Goal of the exercise - The lines to return are the one containing "column 20, row 354" and all that follow it in the entries below, duplicated exactly and nothing else.

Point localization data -
----------------

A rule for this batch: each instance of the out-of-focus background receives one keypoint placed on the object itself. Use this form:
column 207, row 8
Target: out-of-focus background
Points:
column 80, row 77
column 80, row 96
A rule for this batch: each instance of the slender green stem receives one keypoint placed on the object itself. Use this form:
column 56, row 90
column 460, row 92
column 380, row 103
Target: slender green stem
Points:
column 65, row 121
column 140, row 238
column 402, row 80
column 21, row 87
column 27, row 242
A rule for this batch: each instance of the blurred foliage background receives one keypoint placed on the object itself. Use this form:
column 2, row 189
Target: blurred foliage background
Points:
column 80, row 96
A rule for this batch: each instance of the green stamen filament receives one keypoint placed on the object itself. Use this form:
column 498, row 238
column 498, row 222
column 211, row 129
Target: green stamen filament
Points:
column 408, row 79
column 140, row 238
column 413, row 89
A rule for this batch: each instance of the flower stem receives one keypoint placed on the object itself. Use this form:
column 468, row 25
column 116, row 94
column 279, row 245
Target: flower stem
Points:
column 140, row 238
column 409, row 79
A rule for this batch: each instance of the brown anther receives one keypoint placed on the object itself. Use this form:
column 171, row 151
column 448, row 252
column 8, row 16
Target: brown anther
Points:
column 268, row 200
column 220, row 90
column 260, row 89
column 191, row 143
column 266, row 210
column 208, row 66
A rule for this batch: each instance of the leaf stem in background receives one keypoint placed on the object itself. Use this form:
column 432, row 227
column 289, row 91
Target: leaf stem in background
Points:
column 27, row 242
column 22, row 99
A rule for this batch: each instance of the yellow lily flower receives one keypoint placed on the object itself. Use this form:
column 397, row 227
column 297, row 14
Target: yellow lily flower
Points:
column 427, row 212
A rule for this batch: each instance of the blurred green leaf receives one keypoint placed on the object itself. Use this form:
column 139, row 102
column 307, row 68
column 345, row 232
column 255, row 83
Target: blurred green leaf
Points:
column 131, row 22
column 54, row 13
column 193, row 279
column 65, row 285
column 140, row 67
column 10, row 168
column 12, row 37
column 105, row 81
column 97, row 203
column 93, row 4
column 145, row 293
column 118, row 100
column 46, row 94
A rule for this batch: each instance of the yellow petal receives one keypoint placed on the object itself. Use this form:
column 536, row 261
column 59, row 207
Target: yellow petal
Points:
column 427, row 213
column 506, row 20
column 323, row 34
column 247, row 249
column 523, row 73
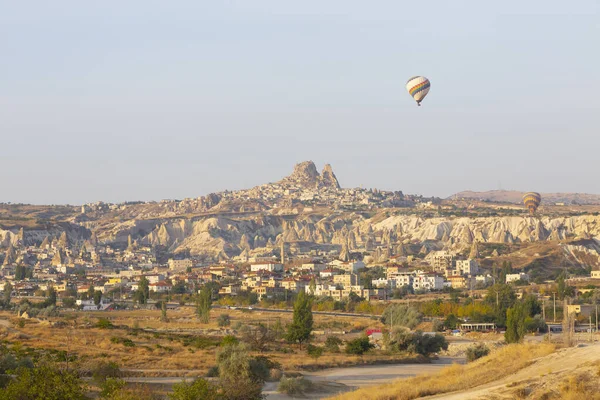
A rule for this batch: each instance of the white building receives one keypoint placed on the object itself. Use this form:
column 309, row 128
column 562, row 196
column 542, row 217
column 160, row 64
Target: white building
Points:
column 516, row 277
column 466, row 267
column 317, row 267
column 180, row 264
column 266, row 266
column 348, row 266
column 384, row 283
column 89, row 305
column 428, row 282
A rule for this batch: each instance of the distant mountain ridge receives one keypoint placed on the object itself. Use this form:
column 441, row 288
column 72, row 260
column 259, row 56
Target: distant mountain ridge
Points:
column 513, row 196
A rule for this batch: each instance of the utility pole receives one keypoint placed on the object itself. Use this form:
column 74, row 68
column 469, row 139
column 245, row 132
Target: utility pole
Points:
column 544, row 309
column 554, row 294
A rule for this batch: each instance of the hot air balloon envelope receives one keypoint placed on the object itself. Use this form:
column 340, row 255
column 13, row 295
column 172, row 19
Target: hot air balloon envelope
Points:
column 532, row 201
column 418, row 87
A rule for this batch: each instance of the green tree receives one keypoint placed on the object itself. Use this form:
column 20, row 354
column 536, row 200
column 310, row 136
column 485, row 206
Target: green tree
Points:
column 515, row 324
column 203, row 303
column 6, row 295
column 477, row 351
column 20, row 272
column 359, row 346
column 401, row 315
column 332, row 344
column 278, row 330
column 143, row 293
column 44, row 382
column 302, row 322
column 238, row 379
column 196, row 390
column 418, row 342
column 97, row 297
column 179, row 288
column 451, row 321
column 501, row 297
column 69, row 302
column 563, row 290
column 90, row 293
column 163, row 312
column 314, row 351
column 257, row 336
column 224, row 320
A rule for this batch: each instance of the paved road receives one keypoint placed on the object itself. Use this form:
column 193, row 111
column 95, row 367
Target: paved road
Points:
column 356, row 377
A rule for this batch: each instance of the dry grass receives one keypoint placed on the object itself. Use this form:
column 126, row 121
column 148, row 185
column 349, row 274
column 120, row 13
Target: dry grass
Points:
column 155, row 353
column 502, row 362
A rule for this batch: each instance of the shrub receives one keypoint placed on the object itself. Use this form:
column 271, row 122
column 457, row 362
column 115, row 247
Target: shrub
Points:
column 275, row 375
column 401, row 315
column 103, row 323
column 224, row 320
column 314, row 351
column 229, row 339
column 294, row 386
column 359, row 346
column 104, row 370
column 438, row 325
column 69, row 302
column 45, row 381
column 110, row 386
column 403, row 340
column 124, row 341
column 198, row 389
column 477, row 351
column 332, row 344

----------------

Output for this exercise -
column 20, row 354
column 536, row 200
column 310, row 136
column 485, row 206
Target: green tree
Points:
column 515, row 324
column 203, row 303
column 6, row 295
column 477, row 351
column 20, row 272
column 359, row 346
column 401, row 315
column 332, row 344
column 278, row 330
column 143, row 293
column 44, row 382
column 302, row 322
column 238, row 379
column 196, row 390
column 418, row 342
column 97, row 297
column 179, row 288
column 451, row 321
column 501, row 297
column 69, row 302
column 563, row 290
column 90, row 293
column 163, row 312
column 314, row 351
column 257, row 336
column 224, row 320
A rule for this batch: each instance of the paved road receives one keypoint placed on the object itself. Use this form:
column 193, row 111
column 95, row 367
Target: paved road
Points:
column 356, row 377
A rule for this batch: each instance of the dry grass receives one keypoint placed on the object itself. Use this form:
column 126, row 121
column 148, row 185
column 349, row 274
column 120, row 13
Target: dry grass
Points:
column 155, row 353
column 502, row 362
A rule for this batch: each instance of the shrub receives one keypoint placed on the object itself. Use this form:
column 271, row 122
column 457, row 362
column 115, row 247
Target: shrub
Points:
column 275, row 375
column 401, row 315
column 103, row 323
column 224, row 320
column 314, row 351
column 229, row 339
column 294, row 386
column 359, row 346
column 104, row 370
column 438, row 325
column 69, row 302
column 45, row 381
column 110, row 386
column 403, row 340
column 124, row 341
column 198, row 389
column 477, row 351
column 332, row 344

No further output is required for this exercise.